Every line below that holds the string "horn" should be copied.
** Opening Exercise material block **
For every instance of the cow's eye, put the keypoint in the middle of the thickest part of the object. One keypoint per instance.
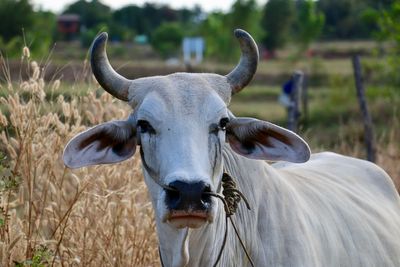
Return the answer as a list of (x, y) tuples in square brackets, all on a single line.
[(145, 127), (222, 124)]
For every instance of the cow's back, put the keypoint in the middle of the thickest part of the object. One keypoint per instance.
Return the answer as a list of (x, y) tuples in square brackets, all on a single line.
[(348, 211)]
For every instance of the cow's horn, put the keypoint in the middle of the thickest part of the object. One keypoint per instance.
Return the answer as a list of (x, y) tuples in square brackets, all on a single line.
[(107, 77), (242, 74)]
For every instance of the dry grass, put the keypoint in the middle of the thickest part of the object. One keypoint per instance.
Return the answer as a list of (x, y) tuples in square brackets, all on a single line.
[(50, 215), (97, 216)]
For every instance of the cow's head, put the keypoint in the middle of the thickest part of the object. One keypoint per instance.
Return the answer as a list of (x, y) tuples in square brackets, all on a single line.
[(180, 123)]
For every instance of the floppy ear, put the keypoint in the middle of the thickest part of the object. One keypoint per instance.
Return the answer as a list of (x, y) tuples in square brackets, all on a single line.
[(105, 143), (263, 140)]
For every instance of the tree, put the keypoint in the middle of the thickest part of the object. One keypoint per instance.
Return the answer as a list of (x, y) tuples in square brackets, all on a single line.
[(276, 21), (91, 13), (390, 30), (218, 28), (309, 24), (15, 16), (167, 39), (351, 19)]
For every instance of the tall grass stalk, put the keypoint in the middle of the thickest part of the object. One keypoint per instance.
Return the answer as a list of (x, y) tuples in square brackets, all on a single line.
[(51, 215)]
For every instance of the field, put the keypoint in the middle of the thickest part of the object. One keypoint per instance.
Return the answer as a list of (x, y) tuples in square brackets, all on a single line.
[(101, 216)]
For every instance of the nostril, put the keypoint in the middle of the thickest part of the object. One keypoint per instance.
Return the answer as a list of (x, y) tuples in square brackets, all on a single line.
[(173, 196), (206, 198)]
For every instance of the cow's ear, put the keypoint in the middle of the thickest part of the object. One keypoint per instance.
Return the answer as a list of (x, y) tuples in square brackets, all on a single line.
[(105, 143), (263, 140)]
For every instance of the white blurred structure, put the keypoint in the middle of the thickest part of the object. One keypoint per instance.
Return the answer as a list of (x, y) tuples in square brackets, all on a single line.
[(193, 45)]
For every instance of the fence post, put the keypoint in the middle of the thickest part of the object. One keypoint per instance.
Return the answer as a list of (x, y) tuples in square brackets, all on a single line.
[(368, 128), (304, 98), (293, 109)]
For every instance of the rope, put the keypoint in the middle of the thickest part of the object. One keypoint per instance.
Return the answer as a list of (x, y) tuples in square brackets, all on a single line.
[(230, 197)]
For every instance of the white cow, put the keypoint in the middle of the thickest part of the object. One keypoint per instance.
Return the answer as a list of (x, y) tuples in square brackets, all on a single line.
[(331, 210)]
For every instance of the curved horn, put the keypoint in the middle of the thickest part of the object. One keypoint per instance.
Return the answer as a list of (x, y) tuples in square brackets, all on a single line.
[(107, 77), (242, 74)]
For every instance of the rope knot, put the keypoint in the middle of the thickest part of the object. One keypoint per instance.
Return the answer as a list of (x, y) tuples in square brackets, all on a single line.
[(231, 195)]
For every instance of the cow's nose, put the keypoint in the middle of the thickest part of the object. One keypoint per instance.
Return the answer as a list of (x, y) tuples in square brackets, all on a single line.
[(188, 196)]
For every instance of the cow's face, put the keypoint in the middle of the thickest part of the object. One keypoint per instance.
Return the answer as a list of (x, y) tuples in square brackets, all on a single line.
[(180, 124)]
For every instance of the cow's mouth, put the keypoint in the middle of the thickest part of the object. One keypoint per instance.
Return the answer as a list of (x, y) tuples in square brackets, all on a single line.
[(191, 219)]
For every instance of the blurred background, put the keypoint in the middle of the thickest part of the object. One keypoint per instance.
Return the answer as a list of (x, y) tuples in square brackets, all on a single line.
[(48, 94)]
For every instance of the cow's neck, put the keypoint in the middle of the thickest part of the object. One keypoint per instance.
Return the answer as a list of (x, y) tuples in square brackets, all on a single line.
[(200, 247)]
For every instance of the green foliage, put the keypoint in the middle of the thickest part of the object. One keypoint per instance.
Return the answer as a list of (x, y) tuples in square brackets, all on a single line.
[(15, 16), (276, 22), (309, 23), (167, 39), (217, 29), (91, 13), (390, 30), (350, 19)]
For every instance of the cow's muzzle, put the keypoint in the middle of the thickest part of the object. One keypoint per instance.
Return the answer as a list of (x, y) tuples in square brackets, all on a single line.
[(188, 204)]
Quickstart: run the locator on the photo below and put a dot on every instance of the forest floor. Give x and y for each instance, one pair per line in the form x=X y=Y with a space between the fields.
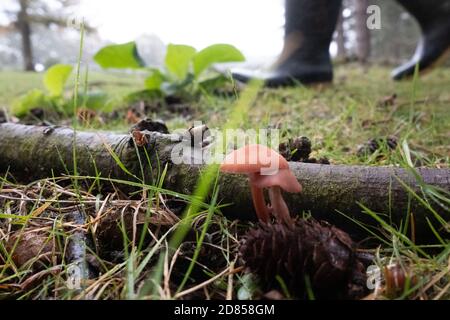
x=363 y=118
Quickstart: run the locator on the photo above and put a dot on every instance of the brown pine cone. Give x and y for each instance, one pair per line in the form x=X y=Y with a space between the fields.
x=309 y=248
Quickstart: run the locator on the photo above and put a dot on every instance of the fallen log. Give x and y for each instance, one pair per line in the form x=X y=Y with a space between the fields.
x=33 y=152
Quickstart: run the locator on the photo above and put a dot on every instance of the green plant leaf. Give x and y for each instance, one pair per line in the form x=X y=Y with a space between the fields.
x=155 y=80
x=33 y=99
x=178 y=59
x=56 y=77
x=216 y=53
x=119 y=56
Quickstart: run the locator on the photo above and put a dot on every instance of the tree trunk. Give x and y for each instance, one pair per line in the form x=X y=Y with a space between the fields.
x=31 y=152
x=25 y=32
x=362 y=32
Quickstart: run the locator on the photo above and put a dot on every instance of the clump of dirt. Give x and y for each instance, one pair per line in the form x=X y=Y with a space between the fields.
x=376 y=144
x=299 y=150
x=307 y=254
x=31 y=247
x=151 y=125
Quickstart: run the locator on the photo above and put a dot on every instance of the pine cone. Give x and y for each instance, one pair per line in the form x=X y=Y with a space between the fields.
x=310 y=248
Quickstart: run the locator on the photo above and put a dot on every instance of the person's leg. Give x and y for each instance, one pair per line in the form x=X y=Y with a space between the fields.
x=434 y=20
x=305 y=58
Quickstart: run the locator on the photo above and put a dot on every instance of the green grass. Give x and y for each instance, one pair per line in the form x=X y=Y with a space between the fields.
x=336 y=118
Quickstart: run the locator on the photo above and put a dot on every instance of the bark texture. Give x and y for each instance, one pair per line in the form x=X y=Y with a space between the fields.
x=31 y=152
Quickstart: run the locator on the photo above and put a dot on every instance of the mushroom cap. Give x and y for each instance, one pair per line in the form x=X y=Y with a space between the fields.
x=254 y=158
x=284 y=179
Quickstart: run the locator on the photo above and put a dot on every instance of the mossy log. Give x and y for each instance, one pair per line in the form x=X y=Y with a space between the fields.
x=32 y=152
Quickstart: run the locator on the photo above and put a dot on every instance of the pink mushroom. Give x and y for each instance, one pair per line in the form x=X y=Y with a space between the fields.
x=265 y=168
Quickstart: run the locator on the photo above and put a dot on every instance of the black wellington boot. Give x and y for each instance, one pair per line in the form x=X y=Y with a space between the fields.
x=434 y=46
x=305 y=57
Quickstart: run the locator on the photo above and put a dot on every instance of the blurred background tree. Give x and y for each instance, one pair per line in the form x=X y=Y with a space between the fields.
x=28 y=17
x=34 y=33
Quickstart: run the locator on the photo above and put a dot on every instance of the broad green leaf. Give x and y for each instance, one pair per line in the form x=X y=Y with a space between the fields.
x=178 y=59
x=119 y=56
x=56 y=77
x=216 y=53
x=33 y=99
x=154 y=81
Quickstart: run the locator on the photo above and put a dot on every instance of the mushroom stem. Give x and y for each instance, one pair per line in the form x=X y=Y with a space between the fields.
x=260 y=204
x=280 y=209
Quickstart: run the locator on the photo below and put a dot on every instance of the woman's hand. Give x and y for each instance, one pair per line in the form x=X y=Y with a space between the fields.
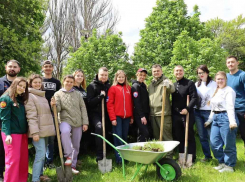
x=8 y=140
x=35 y=138
x=114 y=122
x=85 y=128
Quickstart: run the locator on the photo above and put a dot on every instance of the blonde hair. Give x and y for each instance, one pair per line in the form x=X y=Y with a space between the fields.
x=115 y=82
x=83 y=84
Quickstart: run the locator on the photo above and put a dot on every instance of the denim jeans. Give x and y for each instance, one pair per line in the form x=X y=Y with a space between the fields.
x=121 y=129
x=201 y=116
x=223 y=140
x=38 y=163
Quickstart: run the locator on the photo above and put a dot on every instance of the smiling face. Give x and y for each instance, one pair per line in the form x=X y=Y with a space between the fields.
x=68 y=83
x=21 y=88
x=141 y=76
x=37 y=83
x=121 y=78
x=178 y=72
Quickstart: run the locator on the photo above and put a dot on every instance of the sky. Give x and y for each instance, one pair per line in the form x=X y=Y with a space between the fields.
x=133 y=13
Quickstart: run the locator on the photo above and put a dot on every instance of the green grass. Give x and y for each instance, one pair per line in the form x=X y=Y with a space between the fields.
x=199 y=172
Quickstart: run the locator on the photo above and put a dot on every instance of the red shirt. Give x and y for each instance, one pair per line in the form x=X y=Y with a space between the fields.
x=119 y=102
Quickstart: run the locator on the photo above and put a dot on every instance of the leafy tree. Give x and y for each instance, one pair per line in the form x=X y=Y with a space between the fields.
x=167 y=21
x=20 y=37
x=106 y=50
x=191 y=53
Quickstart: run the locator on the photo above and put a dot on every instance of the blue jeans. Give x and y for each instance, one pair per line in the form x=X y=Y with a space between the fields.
x=201 y=116
x=121 y=129
x=38 y=163
x=50 y=150
x=223 y=140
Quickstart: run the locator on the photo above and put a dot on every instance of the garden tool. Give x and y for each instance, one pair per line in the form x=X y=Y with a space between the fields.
x=64 y=174
x=104 y=165
x=185 y=159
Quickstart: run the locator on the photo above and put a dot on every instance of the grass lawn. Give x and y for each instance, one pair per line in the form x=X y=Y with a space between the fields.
x=199 y=172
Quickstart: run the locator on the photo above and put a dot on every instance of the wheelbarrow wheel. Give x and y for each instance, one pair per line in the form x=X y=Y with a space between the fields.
x=172 y=168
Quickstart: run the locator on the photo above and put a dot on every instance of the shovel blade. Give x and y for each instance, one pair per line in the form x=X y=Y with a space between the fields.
x=105 y=165
x=185 y=162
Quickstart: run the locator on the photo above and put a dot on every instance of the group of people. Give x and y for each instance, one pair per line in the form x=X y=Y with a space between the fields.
x=26 y=110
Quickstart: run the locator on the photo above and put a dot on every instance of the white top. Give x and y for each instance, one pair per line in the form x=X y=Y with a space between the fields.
x=206 y=93
x=224 y=100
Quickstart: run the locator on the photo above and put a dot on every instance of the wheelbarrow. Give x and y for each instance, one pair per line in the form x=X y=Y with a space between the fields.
x=167 y=169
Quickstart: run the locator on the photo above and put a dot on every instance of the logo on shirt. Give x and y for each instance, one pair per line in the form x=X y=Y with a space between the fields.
x=135 y=94
x=3 y=104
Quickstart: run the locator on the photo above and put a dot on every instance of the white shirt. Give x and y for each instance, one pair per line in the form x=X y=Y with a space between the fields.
x=224 y=100
x=206 y=93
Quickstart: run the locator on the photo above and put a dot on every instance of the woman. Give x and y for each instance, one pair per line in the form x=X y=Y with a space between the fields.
x=40 y=123
x=141 y=112
x=205 y=90
x=224 y=125
x=120 y=108
x=14 y=131
x=73 y=118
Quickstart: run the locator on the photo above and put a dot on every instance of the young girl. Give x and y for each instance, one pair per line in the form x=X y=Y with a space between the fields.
x=205 y=90
x=14 y=131
x=120 y=108
x=224 y=124
x=40 y=123
x=73 y=118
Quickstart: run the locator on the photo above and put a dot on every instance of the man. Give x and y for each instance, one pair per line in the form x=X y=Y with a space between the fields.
x=236 y=80
x=155 y=94
x=183 y=87
x=50 y=85
x=97 y=90
x=12 y=69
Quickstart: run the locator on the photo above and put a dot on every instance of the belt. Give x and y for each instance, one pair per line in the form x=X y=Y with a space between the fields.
x=218 y=112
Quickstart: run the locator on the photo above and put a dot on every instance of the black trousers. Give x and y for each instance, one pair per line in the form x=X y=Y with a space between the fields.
x=144 y=131
x=2 y=156
x=241 y=119
x=179 y=125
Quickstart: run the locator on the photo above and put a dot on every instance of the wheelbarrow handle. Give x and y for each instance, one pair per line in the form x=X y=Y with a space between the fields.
x=120 y=138
x=105 y=141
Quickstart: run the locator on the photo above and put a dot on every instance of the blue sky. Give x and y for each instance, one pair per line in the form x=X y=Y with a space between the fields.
x=133 y=13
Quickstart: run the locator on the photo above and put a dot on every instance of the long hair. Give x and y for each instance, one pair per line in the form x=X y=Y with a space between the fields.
x=115 y=82
x=83 y=84
x=204 y=68
x=33 y=77
x=11 y=91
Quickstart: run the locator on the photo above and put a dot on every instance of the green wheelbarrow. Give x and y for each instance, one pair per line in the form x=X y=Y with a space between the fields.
x=167 y=169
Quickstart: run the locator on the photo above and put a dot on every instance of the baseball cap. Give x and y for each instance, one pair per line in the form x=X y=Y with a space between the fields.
x=142 y=69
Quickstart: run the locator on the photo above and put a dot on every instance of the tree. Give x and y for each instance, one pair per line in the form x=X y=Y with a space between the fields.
x=167 y=21
x=20 y=37
x=191 y=53
x=105 y=50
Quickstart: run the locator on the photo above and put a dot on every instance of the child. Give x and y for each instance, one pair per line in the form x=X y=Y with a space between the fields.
x=14 y=131
x=40 y=123
x=73 y=117
x=120 y=108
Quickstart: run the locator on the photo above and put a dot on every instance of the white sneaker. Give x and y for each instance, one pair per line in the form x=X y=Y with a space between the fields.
x=220 y=166
x=226 y=169
x=74 y=171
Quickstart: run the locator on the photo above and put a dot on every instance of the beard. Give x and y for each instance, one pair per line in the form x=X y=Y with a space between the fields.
x=12 y=73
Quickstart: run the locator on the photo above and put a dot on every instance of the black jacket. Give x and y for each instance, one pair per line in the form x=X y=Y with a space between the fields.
x=140 y=97
x=183 y=88
x=93 y=95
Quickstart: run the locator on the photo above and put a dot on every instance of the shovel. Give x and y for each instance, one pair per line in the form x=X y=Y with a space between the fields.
x=185 y=159
x=64 y=174
x=104 y=165
x=163 y=109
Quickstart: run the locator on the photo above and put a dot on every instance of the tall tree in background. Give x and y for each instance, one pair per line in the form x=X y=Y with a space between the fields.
x=20 y=37
x=163 y=26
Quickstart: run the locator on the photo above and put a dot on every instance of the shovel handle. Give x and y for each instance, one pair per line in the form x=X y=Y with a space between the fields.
x=58 y=137
x=162 y=114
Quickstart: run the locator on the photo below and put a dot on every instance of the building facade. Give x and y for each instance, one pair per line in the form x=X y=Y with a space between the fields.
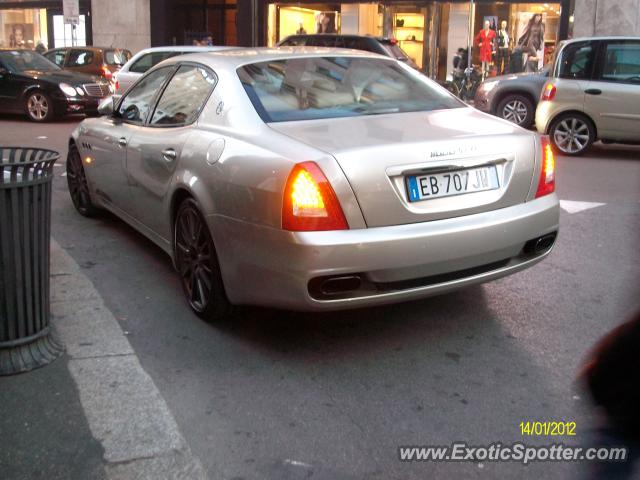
** Closing Exercise material block **
Written answer:
For every instance of the cow's horn, put the keypoint in the middle of the thickest part of the object. One keypoint per instance.
For every instance of the curved horn, put the keypoint in the middle of the thickest part of the object. One keypoint per instance.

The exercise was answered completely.